What is being asked: As the lines appear below, please set them down exactly, starting at the first and finishing with the one containing "target | vintage postcard".

Available data Start Marker

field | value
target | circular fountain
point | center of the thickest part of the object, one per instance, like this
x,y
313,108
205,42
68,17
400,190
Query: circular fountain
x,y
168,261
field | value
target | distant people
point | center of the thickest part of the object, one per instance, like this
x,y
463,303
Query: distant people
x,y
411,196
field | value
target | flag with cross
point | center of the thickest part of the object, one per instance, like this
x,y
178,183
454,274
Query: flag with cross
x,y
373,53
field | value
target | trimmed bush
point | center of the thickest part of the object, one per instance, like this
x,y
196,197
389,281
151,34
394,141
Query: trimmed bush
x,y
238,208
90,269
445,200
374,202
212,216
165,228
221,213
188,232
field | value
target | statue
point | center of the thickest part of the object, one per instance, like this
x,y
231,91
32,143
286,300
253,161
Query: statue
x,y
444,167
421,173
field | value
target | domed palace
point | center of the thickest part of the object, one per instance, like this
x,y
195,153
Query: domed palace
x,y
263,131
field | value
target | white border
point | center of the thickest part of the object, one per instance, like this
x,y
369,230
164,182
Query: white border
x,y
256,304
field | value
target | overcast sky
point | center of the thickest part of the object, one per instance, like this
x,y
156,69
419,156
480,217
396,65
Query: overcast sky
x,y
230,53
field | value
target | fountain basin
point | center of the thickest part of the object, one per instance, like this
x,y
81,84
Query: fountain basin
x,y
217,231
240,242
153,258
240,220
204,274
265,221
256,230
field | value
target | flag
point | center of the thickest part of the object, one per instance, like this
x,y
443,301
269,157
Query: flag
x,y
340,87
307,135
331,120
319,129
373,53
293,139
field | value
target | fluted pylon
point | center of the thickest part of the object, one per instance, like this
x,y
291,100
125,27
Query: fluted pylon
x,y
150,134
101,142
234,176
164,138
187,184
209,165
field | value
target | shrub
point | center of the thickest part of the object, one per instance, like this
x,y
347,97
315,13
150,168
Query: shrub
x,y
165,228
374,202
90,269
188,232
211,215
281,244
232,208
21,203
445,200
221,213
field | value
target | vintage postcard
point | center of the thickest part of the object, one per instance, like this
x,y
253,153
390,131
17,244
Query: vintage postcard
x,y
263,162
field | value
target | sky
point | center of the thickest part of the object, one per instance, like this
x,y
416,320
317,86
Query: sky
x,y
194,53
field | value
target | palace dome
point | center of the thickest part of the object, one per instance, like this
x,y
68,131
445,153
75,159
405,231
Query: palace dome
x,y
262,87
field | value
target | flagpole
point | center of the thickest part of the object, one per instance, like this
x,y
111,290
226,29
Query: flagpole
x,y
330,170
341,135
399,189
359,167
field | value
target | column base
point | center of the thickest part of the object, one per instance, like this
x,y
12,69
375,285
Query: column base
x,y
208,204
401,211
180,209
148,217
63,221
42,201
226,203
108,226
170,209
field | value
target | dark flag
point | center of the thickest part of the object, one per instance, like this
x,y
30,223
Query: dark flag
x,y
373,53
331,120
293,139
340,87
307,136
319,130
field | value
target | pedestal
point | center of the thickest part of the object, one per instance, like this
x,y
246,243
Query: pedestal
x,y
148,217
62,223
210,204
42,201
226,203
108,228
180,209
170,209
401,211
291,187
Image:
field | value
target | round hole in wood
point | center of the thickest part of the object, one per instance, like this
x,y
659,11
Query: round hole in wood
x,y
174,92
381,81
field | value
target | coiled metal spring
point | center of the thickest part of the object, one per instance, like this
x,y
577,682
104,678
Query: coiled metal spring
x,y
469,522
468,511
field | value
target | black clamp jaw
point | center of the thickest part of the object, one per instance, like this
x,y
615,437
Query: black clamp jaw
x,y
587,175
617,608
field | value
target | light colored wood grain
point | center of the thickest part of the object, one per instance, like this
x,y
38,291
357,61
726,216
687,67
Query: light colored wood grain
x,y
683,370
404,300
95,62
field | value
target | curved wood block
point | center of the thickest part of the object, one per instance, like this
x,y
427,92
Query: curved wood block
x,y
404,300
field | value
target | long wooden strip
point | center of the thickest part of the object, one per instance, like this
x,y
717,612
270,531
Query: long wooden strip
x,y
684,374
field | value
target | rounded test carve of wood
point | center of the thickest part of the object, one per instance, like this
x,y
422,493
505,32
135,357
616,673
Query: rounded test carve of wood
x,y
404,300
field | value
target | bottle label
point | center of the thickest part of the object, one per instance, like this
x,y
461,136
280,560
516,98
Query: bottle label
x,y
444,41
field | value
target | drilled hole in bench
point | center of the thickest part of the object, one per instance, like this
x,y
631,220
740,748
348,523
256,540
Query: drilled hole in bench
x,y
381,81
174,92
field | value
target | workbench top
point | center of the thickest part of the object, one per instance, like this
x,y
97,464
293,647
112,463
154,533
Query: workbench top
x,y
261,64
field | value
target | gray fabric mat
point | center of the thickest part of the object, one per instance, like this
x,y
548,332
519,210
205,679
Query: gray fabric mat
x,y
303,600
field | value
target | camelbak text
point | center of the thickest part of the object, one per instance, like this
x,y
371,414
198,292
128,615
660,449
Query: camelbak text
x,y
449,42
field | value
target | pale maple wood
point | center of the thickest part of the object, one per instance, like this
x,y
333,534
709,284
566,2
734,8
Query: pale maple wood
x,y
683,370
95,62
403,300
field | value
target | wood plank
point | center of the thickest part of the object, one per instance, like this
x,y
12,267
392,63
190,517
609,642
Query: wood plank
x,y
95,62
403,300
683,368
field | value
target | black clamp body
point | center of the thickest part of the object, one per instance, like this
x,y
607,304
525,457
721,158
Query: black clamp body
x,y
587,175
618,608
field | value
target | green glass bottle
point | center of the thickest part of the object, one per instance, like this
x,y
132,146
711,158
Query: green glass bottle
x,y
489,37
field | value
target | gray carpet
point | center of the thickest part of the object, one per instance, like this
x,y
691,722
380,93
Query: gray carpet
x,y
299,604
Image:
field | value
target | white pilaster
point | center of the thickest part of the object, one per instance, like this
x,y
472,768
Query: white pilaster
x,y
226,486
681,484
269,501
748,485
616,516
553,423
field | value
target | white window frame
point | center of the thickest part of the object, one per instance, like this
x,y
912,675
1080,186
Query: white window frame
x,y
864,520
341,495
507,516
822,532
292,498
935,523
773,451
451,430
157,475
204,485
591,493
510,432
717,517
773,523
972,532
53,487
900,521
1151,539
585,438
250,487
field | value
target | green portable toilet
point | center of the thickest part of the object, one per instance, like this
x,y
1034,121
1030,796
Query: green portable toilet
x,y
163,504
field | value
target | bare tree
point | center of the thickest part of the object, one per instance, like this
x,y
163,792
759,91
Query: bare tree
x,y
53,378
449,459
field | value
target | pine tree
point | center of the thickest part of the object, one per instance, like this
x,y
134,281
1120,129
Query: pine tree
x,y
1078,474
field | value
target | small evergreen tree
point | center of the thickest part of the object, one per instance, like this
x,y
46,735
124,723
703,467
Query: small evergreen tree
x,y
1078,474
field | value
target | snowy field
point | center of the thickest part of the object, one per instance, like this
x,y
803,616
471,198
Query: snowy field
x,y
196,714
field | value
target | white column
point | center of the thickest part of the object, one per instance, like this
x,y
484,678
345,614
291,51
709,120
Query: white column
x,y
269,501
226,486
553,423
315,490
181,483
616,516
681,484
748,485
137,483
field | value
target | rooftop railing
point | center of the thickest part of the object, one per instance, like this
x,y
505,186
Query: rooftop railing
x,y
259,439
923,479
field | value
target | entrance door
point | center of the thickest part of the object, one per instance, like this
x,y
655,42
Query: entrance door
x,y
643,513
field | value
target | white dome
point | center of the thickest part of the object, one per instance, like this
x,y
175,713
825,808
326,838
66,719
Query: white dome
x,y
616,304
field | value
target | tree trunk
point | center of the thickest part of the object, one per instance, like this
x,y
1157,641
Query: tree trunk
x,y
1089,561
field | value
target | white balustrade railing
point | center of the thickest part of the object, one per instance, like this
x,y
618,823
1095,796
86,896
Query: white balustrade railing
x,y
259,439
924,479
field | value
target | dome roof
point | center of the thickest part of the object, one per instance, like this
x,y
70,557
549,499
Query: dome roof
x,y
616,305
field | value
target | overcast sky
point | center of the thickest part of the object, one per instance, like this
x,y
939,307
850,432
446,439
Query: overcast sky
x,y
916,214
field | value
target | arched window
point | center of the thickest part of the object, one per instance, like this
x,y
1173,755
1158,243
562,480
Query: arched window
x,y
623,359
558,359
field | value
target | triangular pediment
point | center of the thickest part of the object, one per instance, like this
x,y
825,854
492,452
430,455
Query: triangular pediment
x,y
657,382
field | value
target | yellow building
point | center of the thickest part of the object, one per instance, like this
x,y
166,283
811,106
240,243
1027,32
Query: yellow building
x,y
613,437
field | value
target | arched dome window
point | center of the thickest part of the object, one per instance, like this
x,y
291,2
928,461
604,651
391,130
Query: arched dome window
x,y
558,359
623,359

Available data End Marker

Answer:
field | value
target | circular fountain
point | center of the thickest part of the object, one per instance, like this
x,y
313,108
205,42
68,17
400,190
Query: circular fountain
x,y
168,261
field | value
target | distant people
point | center of the thickest part of the object, one per instance, like this
x,y
463,303
Query: distant people
x,y
411,196
field | value
target | flag with cross
point | center of the thickest part of the object, one per instance, like this
x,y
178,183
454,274
Query: flag with cross
x,y
373,53
field | value
target | trimmed bush
point | center of the thickest part of the object, one per instance, like this
x,y
196,197
389,281
151,34
394,141
Query: trimmed bush
x,y
238,208
90,269
445,200
374,202
212,216
165,228
221,213
188,232
field | value
target | statue
point | center of the thickest part of the object, one per instance, like this
x,y
231,91
32,143
286,300
253,161
Query: statue
x,y
444,167
421,173
field | value
target | domed palace
point | center of the thickest part of the object, one per instance, like this
x,y
195,153
Query: domed palace
x,y
263,131
field | value
target | white border
point | center of the thickest part of the object, one per instance, like this
x,y
369,230
164,182
Query: white border
x,y
256,304
field | value
target | overcast sky
point | center of the thickest part of the object, one per instance, like this
x,y
156,69
419,156
480,217
396,65
Query: overcast sky
x,y
230,53
field | value
target | fountain basin
point | center of the thickest part of the object, one per instance, like this
x,y
81,84
Query: fountain basin
x,y
217,231
240,242
153,258
240,220
204,274
265,221
256,230
field | value
target | flag
point | center of the thickest part of the object, one per instance, like this
x,y
443,301
269,157
Query: flag
x,y
340,87
307,135
331,120
319,129
373,53
293,139
field | value
target | fluted pylon
point | center of the thickest part of the object, one per instance, like this
x,y
291,100
125,27
Query: fluted pylon
x,y
150,134
101,142
234,176
164,138
187,184
209,165
field | value
target | shrub
point | center of the thickest part of the object, one per instance, like this
x,y
347,97
315,13
150,168
Query: shrub
x,y
165,228
374,202
90,269
188,232
211,215
281,244
232,208
21,203
445,200
221,213
field | value
target | vintage postcard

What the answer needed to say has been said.